#### [DESCRIPTION OF THE TASK]
Restating every entry exactly is the whole task.

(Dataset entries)
● ● ● ● ● ● ●

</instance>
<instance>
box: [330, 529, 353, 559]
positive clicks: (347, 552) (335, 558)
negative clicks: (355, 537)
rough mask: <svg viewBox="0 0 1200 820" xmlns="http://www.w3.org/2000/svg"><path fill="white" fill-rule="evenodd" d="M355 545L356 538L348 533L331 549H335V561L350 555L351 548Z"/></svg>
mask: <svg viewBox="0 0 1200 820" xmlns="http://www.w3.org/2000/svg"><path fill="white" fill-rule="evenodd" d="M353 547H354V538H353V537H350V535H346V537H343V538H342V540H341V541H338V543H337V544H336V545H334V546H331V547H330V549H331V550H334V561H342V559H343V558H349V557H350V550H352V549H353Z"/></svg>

● ● ● ● ● ● ●

#### [YOUR RESPONSE]
</instance>
<instance>
box: [330, 529, 353, 559]
positive clicks: (347, 552) (335, 558)
negative clicks: (355, 537)
rough mask: <svg viewBox="0 0 1200 820" xmlns="http://www.w3.org/2000/svg"><path fill="white" fill-rule="evenodd" d="M355 545L356 538L348 533L331 549H335V561L350 555L351 548Z"/></svg>
mask: <svg viewBox="0 0 1200 820" xmlns="http://www.w3.org/2000/svg"><path fill="white" fill-rule="evenodd" d="M353 547H354V538H353V537H350V535H346V537H343V538H342V540H341V541H338V543H337V544H336V545H334V546H331V547H330V549H331V550H334V561H342V559H343V558H349V557H350V550H352V549H353Z"/></svg>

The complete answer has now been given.